After the Norway plan is scrapped, the FSSF is dispatched
to Italy and given its first test - to seize a key German mountain-top position which
had repelled the brunt of the Allied armies for over a month. In a reprise of the
audacity and careful planning that won Vimy Ridge for the Canadians in WWI, the FSSF
takes the twin peaks Monte la Difensa and Monte la Remetanea by storming the supposedly
unscalable rock face at the rear of the German position, and opens the way through
the mountains.
Later, the FSSF will hold one-quarter of the Anzio beachhead against
a vastly superior German force for ninety-nine days; a force of only 1,200 commandos
does the work of a full division of over 17,000 troops. Though badly outnumbered,
the FSSF takes the fight to the Germans, sending nighttime patrols behind enemy lines
and taking prisoners. It is here that they come to be known among the dispirited
Germans as Schwartzer Teufel (""Black Devils"") for their black camouflage face-paint
and their terrifying tactic of appearing out of the darkness.

● ● ● ● ● ● ●

Task directions> Please answer from the FSSF passage above: for how many days did the FSSF hold its part of the Anzio beachhead?

Lines from an annotation dataset>
● ● ● ● ● ● ●

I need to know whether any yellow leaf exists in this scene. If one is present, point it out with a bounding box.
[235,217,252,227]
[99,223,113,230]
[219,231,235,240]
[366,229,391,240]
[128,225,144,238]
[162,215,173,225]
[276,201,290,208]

● ● ● ● ● ● ●

Answer to the exercise> Ninety-nine days.